[START OF PROVIDED MATERIAL]
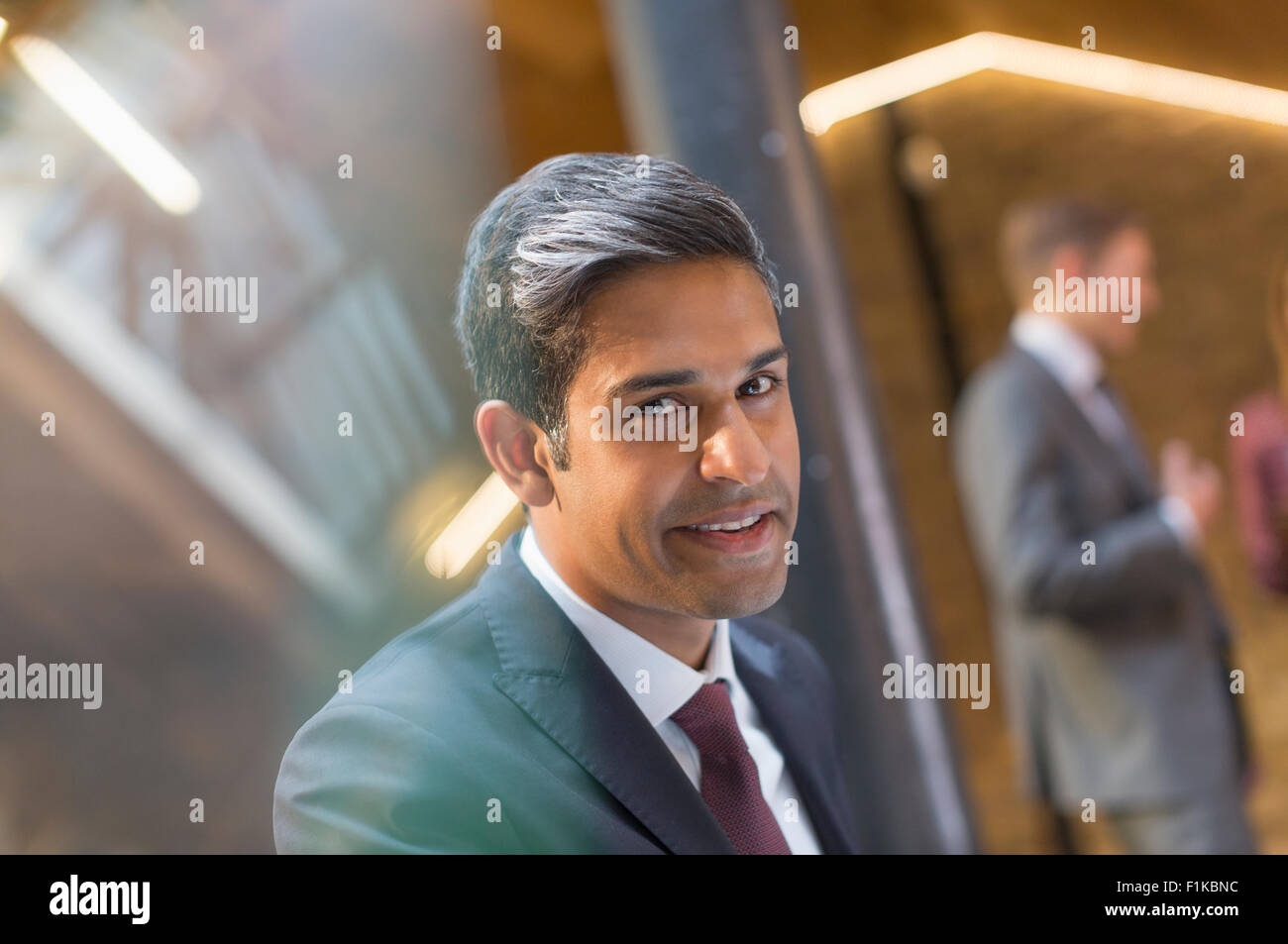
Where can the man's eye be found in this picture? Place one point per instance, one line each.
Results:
(662, 404)
(758, 385)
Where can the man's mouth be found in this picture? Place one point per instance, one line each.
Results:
(742, 524)
(738, 531)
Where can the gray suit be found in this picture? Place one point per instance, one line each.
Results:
(1116, 670)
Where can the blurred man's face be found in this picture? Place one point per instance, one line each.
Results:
[END OF PROVIDED MATERIAL]
Reproduce every line of the rows above, requests included, scaling each coordinate in the answers by 0.55 and rounding to whole numbers with halves rounded up. Omit the pictures.

Where can the man's eye be found in this picture? Place one point per instance, one line each.
Results:
(364, 222)
(417, 212)
Where can the man's mouth be found in this picture? Place one point per instance, one line each.
Results:
(408, 288)
(406, 292)
Where can the gray suit be found in this picture? Place one point per instance, one line each.
Results:
(614, 369)
Where can the blurred man's face be found in this picture? Place one point per instance, one line each.
Results:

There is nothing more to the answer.